> PAGE TEXT:
With lithium markets softening over the year, management said it had shifted focus from Bitterwasser toward projects offering nearer-term optionality, while keeping Bitterwasser’s clay resources in good standing. As at 30 June 2025, the Eden and Madube pans together hold an inferred 98.9 Mt at an average 622 ppm Li for 327,285 t LCE, with no change to the resource during the period.

Resource and reserve positions otherwise remained steady. Swanson’s mineral resource and ore reserve figures were unchanged from prior disclosures, and Arcadia reported no material resource updates during the year.

Governance statements reiterated JORC 2012 compliance, competent person sign-offs and ongoing internal and external QA/QC reviews.

Financially, Arcadia’s profile was consistent with an exploration-stage company.

For the year ended 30 June 2025, the group recorded a net loss after tax of US$888,020, compared to a US$1,654,176 loss in the prior year, with net assets of US$11.50 million.

Cash at year-end was modest at US$1,990, underscoring management’s emphasis on partner funding, farm-outs and selective interim facilities to bridge technical milestones.

The company closed the period with 117,383,433 CDIs on issue and confirmed Raubex Group Limited as a holder of more than five per cent of the register as of 30 June 2025.

Taken together, the latest report sketches a pragmatic reset: stabilise Swanson by replacing a non-performing funder; prosecute a tightly scoped drill program at Karibib to elevate copper-gold targets; convert TVC’s geochemical and historical signals into modern vectors for nickel, copper, PGEs—and perhaps lithium in adjacent drainages; and preserve Bitterwasser’s clay value while fixing the brine workflow.

It is a portfolio approach built for a market where capital rewards clarity, credible partners and near-term proof points. If Arcadia lands a capable sponsor at Swanson and delivers drill-bit validation at Gamikaubmund while sharpening the TVC target map, Namibia could yet turn this diversified explorer’s optionality into traction.

> PROVIDED DATA:
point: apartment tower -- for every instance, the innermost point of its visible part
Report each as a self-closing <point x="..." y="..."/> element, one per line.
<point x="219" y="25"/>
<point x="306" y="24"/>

> WRITTEN EXERCISE: According to the Arcadia report summary, what net loss after tax did the group record for the year ended 30 June 2025?

> TASK RESULT: US$888,020